> [ACTION ITEM] Your answer should be every line with the word "distant", copied from the data below.

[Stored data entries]

★ ★ ★ ★ ★ ★ ★

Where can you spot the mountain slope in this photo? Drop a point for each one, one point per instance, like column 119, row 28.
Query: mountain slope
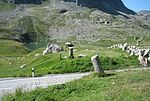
column 108, row 6
column 64, row 20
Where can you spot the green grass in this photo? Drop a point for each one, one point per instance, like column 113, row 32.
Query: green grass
column 125, row 86
column 12, row 48
column 52, row 63
column 6, row 6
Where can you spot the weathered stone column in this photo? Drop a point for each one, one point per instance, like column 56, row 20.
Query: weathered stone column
column 71, row 52
column 96, row 64
column 33, row 72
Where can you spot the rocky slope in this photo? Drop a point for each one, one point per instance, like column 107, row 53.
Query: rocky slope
column 108, row 6
column 82, row 21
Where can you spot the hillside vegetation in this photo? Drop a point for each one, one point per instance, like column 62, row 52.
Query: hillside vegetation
column 125, row 86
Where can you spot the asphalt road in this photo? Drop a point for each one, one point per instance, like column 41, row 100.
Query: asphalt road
column 9, row 85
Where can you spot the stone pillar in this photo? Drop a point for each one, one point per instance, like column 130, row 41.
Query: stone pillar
column 33, row 72
column 71, row 56
column 96, row 64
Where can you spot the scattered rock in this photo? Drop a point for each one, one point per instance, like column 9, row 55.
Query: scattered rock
column 52, row 48
column 37, row 54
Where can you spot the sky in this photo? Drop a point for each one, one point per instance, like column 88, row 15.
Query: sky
column 137, row 5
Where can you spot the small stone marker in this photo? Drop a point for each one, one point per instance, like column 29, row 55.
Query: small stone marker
column 33, row 72
column 71, row 52
column 96, row 63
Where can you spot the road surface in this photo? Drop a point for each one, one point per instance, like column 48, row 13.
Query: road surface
column 11, row 84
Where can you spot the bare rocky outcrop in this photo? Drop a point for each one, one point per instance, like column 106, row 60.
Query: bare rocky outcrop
column 142, row 54
column 52, row 48
column 108, row 6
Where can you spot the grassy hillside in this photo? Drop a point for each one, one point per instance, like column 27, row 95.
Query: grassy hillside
column 125, row 86
column 12, row 48
column 58, row 63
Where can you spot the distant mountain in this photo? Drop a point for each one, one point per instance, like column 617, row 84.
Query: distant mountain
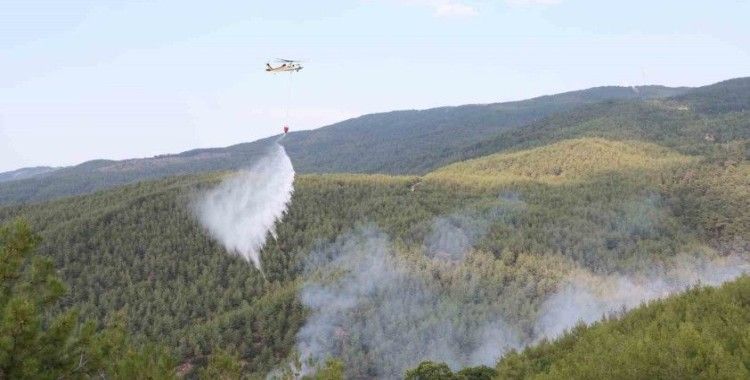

★ ★ ★ ★ ★ ★ ★

> [ANSWER AREA]
Where can you spot the distant mountain in this photo? Drop a point for each one, one point per instance, like column 617, row 84.
Query: distant mountain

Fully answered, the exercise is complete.